Problem: Within the records, say how many lines include the word "cloud"; the answer should be the number and no more.

Dataset items:

_ _ _ _

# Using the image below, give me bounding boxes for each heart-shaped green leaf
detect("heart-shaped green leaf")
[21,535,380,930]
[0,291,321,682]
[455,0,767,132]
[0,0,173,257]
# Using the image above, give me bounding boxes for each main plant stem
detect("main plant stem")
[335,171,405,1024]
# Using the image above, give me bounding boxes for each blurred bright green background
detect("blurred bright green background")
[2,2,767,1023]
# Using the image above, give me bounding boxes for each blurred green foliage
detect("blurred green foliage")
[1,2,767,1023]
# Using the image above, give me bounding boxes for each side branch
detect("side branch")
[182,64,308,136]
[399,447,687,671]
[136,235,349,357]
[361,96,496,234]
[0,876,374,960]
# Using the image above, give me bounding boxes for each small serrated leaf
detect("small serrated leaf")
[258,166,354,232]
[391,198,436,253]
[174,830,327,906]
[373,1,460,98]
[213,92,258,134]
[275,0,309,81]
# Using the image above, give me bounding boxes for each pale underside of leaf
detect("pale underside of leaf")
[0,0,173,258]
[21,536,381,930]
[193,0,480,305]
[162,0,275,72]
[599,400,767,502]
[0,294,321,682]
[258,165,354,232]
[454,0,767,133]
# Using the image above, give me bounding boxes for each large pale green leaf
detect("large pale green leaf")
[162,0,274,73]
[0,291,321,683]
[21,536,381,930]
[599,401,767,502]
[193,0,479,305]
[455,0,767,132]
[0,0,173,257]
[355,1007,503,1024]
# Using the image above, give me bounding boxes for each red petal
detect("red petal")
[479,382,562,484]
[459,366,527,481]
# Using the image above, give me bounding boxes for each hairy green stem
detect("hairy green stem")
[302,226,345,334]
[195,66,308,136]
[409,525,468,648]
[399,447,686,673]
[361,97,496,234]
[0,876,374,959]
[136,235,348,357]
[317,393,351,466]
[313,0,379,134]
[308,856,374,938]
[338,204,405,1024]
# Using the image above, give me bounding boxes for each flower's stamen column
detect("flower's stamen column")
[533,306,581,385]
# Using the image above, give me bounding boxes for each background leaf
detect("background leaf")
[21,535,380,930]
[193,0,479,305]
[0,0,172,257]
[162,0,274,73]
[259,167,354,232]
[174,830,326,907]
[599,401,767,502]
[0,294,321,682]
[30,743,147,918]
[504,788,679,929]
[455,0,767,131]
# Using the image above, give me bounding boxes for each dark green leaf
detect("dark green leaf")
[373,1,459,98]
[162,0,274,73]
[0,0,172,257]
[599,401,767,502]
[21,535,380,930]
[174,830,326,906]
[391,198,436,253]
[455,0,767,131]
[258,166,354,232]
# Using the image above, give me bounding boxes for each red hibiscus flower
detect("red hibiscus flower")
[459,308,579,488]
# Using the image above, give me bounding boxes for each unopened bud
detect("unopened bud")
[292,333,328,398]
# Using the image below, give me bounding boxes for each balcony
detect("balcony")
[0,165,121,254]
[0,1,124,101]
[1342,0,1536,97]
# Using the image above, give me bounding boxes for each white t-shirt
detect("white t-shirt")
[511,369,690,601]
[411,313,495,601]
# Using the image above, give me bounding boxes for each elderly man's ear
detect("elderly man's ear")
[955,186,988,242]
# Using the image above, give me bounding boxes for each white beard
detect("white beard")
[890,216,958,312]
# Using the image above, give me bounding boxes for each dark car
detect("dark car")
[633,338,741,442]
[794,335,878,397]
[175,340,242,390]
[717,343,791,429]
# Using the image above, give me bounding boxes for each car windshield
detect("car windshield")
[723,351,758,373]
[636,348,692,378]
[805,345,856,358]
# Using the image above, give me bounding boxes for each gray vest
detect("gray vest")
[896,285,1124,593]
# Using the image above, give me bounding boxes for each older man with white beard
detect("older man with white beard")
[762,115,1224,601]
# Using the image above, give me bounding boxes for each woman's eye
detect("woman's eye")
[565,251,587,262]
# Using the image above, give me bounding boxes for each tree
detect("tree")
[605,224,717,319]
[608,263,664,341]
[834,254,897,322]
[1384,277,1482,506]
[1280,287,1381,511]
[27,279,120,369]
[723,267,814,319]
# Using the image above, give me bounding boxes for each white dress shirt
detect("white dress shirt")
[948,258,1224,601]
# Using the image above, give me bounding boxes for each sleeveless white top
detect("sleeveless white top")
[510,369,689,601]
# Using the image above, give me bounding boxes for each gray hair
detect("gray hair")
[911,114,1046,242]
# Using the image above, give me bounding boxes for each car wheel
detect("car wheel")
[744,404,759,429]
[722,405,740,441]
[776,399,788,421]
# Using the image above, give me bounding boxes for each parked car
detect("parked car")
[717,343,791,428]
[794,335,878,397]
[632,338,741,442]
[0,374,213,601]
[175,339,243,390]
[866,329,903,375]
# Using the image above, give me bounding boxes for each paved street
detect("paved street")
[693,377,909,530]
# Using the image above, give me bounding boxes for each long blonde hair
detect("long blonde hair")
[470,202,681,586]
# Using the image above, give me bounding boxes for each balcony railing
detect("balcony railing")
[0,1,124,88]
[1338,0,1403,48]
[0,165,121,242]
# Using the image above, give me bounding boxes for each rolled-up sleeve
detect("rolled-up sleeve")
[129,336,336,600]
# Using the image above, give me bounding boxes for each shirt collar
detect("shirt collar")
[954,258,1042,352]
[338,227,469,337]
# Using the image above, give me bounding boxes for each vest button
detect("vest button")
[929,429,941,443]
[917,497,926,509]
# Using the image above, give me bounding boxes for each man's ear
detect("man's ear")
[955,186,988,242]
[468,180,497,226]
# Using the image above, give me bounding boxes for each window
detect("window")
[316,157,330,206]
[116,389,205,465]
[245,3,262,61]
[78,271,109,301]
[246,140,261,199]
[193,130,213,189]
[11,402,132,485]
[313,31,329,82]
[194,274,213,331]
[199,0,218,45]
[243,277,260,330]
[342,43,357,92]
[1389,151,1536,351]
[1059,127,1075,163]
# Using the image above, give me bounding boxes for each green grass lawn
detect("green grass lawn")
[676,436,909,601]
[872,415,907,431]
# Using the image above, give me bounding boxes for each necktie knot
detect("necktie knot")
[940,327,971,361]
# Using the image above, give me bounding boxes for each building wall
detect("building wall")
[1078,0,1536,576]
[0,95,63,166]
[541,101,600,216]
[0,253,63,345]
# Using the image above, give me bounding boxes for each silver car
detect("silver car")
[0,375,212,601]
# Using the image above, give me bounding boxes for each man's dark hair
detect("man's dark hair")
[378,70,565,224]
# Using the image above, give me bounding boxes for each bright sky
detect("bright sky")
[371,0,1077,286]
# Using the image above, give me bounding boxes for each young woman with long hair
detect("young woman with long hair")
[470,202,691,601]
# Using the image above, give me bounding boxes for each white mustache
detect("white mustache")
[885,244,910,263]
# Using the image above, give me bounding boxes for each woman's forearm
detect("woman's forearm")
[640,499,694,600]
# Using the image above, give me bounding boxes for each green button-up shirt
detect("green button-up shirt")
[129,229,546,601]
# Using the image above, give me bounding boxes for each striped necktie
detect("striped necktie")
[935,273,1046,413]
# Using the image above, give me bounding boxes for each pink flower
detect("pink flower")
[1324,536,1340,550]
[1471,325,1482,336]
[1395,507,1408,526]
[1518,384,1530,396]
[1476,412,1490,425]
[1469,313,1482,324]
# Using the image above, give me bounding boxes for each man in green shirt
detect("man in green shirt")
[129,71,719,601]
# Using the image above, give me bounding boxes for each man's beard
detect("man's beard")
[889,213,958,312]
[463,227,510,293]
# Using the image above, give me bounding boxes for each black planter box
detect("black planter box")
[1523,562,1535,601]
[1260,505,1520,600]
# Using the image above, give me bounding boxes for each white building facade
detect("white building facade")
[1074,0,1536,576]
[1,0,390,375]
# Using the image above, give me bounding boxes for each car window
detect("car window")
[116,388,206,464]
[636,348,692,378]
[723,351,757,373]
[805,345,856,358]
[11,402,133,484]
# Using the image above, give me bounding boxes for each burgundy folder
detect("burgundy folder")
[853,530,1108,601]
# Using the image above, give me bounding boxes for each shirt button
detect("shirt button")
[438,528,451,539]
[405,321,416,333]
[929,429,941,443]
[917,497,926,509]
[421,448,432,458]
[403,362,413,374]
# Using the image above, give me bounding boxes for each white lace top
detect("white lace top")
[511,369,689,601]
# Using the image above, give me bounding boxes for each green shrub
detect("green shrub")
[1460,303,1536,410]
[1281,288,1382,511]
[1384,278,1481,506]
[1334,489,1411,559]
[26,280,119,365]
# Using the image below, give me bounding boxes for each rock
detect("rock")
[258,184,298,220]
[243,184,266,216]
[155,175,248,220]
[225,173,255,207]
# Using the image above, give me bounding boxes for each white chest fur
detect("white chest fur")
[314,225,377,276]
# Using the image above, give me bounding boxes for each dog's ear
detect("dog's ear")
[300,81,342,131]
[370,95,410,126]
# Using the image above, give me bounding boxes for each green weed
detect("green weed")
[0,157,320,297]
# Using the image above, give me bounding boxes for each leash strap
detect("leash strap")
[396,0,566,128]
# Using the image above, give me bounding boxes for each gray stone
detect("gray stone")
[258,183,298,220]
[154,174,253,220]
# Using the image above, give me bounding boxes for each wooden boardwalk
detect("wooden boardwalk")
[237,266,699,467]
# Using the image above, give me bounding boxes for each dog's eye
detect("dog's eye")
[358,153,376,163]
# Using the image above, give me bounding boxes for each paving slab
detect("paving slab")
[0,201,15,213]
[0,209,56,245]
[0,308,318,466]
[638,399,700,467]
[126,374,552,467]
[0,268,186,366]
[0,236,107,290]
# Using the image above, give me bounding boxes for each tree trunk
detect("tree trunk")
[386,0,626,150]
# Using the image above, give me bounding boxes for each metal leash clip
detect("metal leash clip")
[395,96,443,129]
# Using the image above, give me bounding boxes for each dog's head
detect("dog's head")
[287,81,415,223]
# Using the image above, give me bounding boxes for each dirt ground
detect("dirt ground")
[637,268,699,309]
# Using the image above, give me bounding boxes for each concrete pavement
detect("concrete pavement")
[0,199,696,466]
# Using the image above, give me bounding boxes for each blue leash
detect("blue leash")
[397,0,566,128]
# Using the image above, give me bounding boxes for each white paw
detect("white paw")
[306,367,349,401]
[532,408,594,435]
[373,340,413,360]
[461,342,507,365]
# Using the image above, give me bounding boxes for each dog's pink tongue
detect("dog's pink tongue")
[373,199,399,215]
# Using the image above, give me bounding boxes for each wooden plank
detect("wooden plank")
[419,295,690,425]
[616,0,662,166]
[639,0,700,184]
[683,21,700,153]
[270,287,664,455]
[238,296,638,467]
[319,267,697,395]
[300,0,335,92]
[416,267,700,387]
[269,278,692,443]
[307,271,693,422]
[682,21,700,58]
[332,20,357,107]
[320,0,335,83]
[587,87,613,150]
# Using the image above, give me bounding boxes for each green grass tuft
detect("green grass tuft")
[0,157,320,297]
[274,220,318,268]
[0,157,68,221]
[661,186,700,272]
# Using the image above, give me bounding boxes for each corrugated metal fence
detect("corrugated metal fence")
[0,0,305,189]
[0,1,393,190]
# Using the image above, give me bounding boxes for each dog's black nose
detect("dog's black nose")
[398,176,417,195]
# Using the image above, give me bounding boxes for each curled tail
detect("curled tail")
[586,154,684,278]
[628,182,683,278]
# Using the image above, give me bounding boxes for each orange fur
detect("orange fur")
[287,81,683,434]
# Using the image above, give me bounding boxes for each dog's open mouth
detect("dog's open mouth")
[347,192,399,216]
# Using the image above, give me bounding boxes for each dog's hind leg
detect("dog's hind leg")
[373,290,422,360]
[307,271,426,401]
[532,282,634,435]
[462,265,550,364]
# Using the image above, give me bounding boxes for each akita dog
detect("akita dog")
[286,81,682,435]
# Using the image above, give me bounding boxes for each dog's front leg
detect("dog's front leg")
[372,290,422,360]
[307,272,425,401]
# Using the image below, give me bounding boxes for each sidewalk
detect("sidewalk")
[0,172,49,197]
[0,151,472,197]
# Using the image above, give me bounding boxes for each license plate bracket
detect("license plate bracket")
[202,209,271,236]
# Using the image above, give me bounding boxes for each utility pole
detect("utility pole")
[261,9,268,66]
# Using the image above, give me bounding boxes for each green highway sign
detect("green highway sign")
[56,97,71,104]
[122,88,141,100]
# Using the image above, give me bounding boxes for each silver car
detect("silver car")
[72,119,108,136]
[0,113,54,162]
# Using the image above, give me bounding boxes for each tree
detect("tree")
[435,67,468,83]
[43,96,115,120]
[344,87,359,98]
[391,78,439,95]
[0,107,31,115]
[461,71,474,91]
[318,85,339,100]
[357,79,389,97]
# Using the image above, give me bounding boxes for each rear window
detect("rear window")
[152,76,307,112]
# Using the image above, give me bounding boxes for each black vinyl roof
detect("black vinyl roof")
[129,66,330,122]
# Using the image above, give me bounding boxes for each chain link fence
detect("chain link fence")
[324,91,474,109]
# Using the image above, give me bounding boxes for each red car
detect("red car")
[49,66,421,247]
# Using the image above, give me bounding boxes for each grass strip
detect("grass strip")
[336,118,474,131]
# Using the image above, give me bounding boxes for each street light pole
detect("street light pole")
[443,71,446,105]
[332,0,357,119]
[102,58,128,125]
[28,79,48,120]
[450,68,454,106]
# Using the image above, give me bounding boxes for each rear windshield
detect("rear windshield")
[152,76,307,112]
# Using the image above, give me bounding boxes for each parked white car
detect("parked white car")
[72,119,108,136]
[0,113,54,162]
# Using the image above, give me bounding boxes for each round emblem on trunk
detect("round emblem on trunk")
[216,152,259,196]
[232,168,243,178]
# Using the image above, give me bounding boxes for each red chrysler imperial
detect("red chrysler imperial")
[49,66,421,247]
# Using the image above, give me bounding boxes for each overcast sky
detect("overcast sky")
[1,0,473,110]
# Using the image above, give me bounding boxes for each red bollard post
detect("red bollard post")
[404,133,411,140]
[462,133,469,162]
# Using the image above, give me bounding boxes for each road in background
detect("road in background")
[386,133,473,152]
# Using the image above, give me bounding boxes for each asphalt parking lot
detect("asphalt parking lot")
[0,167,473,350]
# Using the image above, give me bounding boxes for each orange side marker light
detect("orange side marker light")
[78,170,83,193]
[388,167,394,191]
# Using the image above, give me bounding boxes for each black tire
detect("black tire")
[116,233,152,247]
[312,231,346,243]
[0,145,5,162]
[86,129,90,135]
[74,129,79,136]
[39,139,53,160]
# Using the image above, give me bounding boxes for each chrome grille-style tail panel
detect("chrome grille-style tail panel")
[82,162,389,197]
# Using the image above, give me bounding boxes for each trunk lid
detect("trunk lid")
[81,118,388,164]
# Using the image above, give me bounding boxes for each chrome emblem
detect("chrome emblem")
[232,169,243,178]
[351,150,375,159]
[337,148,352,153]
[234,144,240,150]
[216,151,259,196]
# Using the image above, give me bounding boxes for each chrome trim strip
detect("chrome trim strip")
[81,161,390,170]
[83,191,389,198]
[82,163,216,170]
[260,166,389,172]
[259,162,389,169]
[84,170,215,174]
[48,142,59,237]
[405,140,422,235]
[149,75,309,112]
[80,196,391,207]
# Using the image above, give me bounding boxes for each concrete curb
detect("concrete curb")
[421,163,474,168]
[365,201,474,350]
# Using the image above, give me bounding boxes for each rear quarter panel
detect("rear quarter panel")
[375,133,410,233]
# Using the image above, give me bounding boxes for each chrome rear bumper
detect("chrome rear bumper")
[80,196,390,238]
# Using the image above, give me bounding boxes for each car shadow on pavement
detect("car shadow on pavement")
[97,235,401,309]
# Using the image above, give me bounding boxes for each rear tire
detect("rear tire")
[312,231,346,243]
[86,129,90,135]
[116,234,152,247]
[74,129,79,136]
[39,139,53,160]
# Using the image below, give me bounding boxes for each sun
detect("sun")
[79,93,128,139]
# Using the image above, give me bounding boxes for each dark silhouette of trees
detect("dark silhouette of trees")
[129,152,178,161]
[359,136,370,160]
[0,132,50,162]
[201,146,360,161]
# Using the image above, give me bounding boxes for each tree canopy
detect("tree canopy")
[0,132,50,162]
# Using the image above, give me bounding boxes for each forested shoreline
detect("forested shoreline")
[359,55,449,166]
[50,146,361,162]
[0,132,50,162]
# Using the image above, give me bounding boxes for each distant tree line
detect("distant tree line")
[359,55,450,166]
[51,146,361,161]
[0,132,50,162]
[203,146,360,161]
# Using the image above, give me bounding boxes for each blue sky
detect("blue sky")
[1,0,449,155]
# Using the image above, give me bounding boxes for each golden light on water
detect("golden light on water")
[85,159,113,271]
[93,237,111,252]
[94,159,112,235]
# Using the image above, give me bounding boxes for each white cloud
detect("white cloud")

_ _ _ _

Exercise result: 2